### PROBLEM REQUIREMENTS
Without including pictures, set down every record exactly as it stands.

━━━

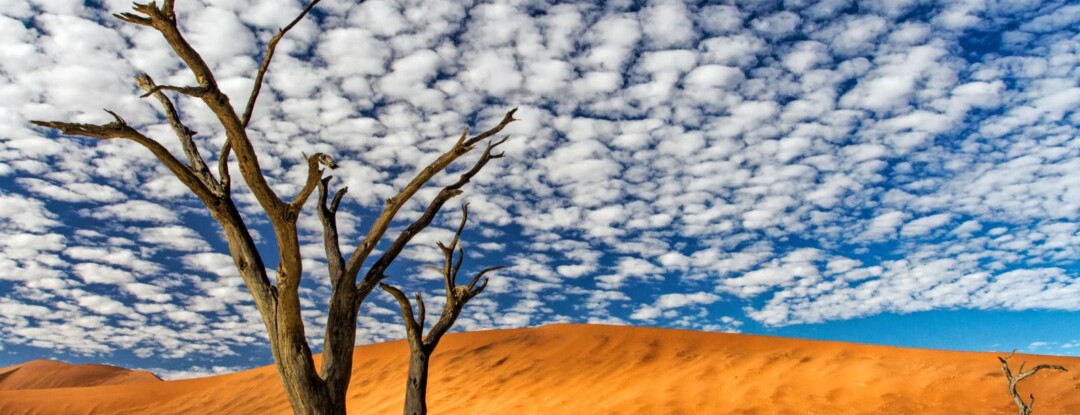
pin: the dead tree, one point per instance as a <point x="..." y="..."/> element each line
<point x="1023" y="407"/>
<point x="309" y="390"/>
<point x="420" y="346"/>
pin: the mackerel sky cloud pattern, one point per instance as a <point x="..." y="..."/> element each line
<point x="743" y="166"/>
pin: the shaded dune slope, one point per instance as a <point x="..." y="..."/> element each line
<point x="49" y="374"/>
<point x="616" y="370"/>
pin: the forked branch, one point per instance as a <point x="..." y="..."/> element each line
<point x="185" y="134"/>
<point x="119" y="129"/>
<point x="381" y="223"/>
<point x="1023" y="407"/>
<point x="375" y="273"/>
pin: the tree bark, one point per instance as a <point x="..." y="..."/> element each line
<point x="416" y="388"/>
<point x="309" y="391"/>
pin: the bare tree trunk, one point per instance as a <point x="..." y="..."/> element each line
<point x="416" y="389"/>
<point x="309" y="391"/>
<point x="421" y="347"/>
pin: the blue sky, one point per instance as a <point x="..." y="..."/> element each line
<point x="883" y="172"/>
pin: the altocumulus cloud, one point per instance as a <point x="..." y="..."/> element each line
<point x="677" y="163"/>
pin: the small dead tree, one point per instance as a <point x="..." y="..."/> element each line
<point x="1023" y="407"/>
<point x="310" y="390"/>
<point x="420" y="346"/>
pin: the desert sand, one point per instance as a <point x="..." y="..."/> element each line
<point x="605" y="370"/>
<point x="49" y="374"/>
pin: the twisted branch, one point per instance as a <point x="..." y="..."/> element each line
<point x="1023" y="407"/>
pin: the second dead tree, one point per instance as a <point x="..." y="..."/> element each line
<point x="1023" y="407"/>
<point x="420" y="346"/>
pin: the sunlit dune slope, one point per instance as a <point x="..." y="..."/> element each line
<point x="45" y="374"/>
<point x="616" y="370"/>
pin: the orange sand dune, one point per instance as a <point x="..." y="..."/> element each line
<point x="46" y="374"/>
<point x="615" y="370"/>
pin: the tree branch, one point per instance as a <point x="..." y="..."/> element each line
<point x="413" y="329"/>
<point x="266" y="64"/>
<point x="376" y="273"/>
<point x="393" y="204"/>
<point x="314" y="174"/>
<point x="164" y="21"/>
<point x="1023" y="407"/>
<point x="197" y="92"/>
<point x="223" y="168"/>
<point x="327" y="214"/>
<point x="183" y="132"/>
<point x="119" y="129"/>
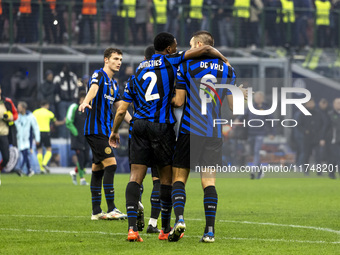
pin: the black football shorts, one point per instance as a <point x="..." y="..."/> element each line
<point x="100" y="147"/>
<point x="151" y="144"/>
<point x="193" y="150"/>
<point x="45" y="140"/>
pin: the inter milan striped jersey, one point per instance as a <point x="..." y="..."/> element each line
<point x="199" y="76"/>
<point x="151" y="88"/>
<point x="99" y="120"/>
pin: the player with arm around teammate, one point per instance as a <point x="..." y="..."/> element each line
<point x="152" y="137"/>
<point x="199" y="143"/>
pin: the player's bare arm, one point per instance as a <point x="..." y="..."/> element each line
<point x="244" y="91"/>
<point x="127" y="117"/>
<point x="114" y="139"/>
<point x="179" y="98"/>
<point x="89" y="96"/>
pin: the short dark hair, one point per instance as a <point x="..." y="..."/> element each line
<point x="108" y="52"/>
<point x="82" y="94"/>
<point x="44" y="102"/>
<point x="205" y="37"/>
<point x="23" y="104"/>
<point x="149" y="51"/>
<point x="163" y="40"/>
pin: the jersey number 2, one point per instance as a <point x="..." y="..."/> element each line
<point x="148" y="96"/>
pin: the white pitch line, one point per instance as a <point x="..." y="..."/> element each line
<point x="226" y="221"/>
<point x="186" y="236"/>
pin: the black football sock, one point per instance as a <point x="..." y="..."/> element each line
<point x="96" y="190"/>
<point x="109" y="173"/>
<point x="178" y="199"/>
<point x="141" y="190"/>
<point x="132" y="195"/>
<point x="166" y="205"/>
<point x="210" y="206"/>
<point x="155" y="201"/>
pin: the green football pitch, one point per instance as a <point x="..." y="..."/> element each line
<point x="47" y="214"/>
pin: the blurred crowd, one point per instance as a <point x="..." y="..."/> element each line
<point x="234" y="23"/>
<point x="315" y="140"/>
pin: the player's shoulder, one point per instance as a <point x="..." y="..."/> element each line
<point x="178" y="54"/>
<point x="96" y="76"/>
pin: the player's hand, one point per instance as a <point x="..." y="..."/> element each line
<point x="114" y="140"/>
<point x="244" y="91"/>
<point x="83" y="106"/>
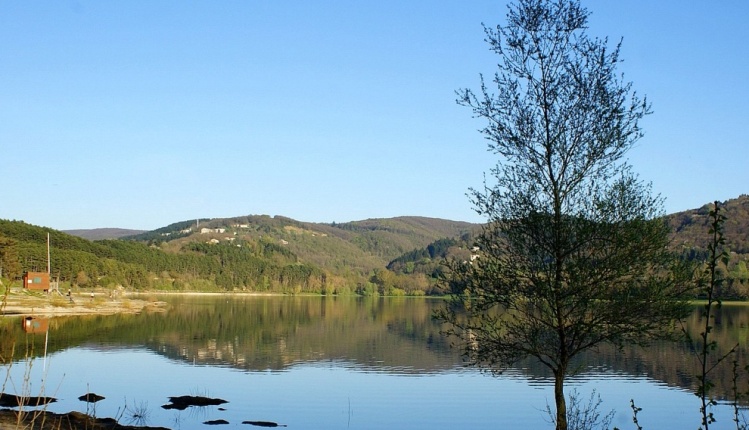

━━━

### EXPECTED ANSWER
pin: the dead tree, one point per instance as a <point x="..." y="..."/> element each line
<point x="1023" y="407"/>
<point x="309" y="390"/>
<point x="420" y="346"/>
pin: the mackerel sky cloud pattern, one point per instance as a <point x="..." y="..."/> element each line
<point x="743" y="166"/>
pin: the shaded dune slope, one point per instance as a <point x="..." y="..."/> element each line
<point x="49" y="374"/>
<point x="616" y="370"/>
pin: the forked branch, one point per instance as a <point x="..." y="..."/> element each line
<point x="185" y="134"/>
<point x="119" y="129"/>
<point x="381" y="223"/>
<point x="1023" y="407"/>
<point x="375" y="273"/>
pin: the tree bark, one point per instance as a <point x="..." y="..."/> element each line
<point x="416" y="388"/>
<point x="309" y="391"/>
pin: the bare tree trunk, one point per instance as a <point x="..." y="..."/> element each line
<point x="416" y="389"/>
<point x="309" y="391"/>
<point x="421" y="347"/>
pin: the blue sky, one point per instance as a <point x="..." y="..."/> element each line
<point x="883" y="172"/>
pin: the altocumulus cloud, one point per instance as a <point x="..." y="..."/> element each line
<point x="677" y="163"/>
pin: the small dead tree, one point per instance as a <point x="..." y="..."/> element each line
<point x="1023" y="407"/>
<point x="310" y="390"/>
<point x="420" y="346"/>
pin: the desert sand, one point per instance as a <point x="..." y="..."/> element each line
<point x="605" y="370"/>
<point x="49" y="374"/>
pin: the twisted branch, one point per instance as a <point x="..." y="..."/> element each line
<point x="1023" y="407"/>
pin: the second dead tree, one point per instance as a <point x="..." y="..."/> element each line
<point x="1023" y="407"/>
<point x="420" y="346"/>
pin: the sunlit dune slope, one point per instance as a <point x="..." y="..."/> element each line
<point x="45" y="374"/>
<point x="616" y="370"/>
pin: the orange sand dune, one point per instance as a <point x="..." y="..."/> element each line
<point x="46" y="374"/>
<point x="615" y="370"/>
pin: the tree branch, one point per instance as a <point x="..." y="..."/> element each line
<point x="413" y="329"/>
<point x="266" y="64"/>
<point x="376" y="273"/>
<point x="393" y="204"/>
<point x="314" y="174"/>
<point x="164" y="21"/>
<point x="1023" y="407"/>
<point x="197" y="92"/>
<point x="223" y="168"/>
<point x="327" y="214"/>
<point x="183" y="132"/>
<point x="119" y="129"/>
pin: the black football shorts, one point per instance as a <point x="..." y="..."/> element each line
<point x="100" y="147"/>
<point x="151" y="144"/>
<point x="193" y="150"/>
<point x="45" y="140"/>
pin: the inter milan striped jersey, one point per instance as a <point x="..." y="..."/> element each line
<point x="199" y="76"/>
<point x="151" y="88"/>
<point x="99" y="120"/>
pin: the player with arm around teammate, one point per instance as a <point x="..." y="..."/> element each line
<point x="152" y="137"/>
<point x="199" y="143"/>
pin: the player's bare arm, one point per instance as a <point x="..." y="..."/> element each line
<point x="244" y="91"/>
<point x="127" y="117"/>
<point x="114" y="139"/>
<point x="179" y="98"/>
<point x="89" y="96"/>
pin: the short dark hair, one point per instance as a <point x="..." y="..."/> element each line
<point x="108" y="52"/>
<point x="82" y="94"/>
<point x="44" y="102"/>
<point x="205" y="37"/>
<point x="23" y="104"/>
<point x="149" y="51"/>
<point x="163" y="40"/>
pin: the jersey number 2, one point per instance as a <point x="..." y="..."/> element each line
<point x="148" y="96"/>
pin: the white pitch line, one point per instance as a <point x="..." y="..."/> element each line
<point x="226" y="221"/>
<point x="186" y="236"/>
pin: the black football sock, one point per instance as a <point x="..." y="..."/> element each line
<point x="96" y="190"/>
<point x="109" y="173"/>
<point x="178" y="199"/>
<point x="141" y="190"/>
<point x="132" y="195"/>
<point x="166" y="205"/>
<point x="210" y="206"/>
<point x="155" y="201"/>
pin: the green football pitch, one point per instance as a <point x="..." y="..."/> element each line
<point x="47" y="214"/>
pin: the blurred crowd, one point per instance as a <point x="..." y="..."/> element each line
<point x="234" y="23"/>
<point x="315" y="140"/>
pin: the player's shoulder, one point per instance as a <point x="..." y="..."/> element each line
<point x="178" y="54"/>
<point x="96" y="76"/>
pin: the player's hand, one point per instance as a <point x="..." y="..."/> element each line
<point x="114" y="140"/>
<point x="244" y="91"/>
<point x="83" y="106"/>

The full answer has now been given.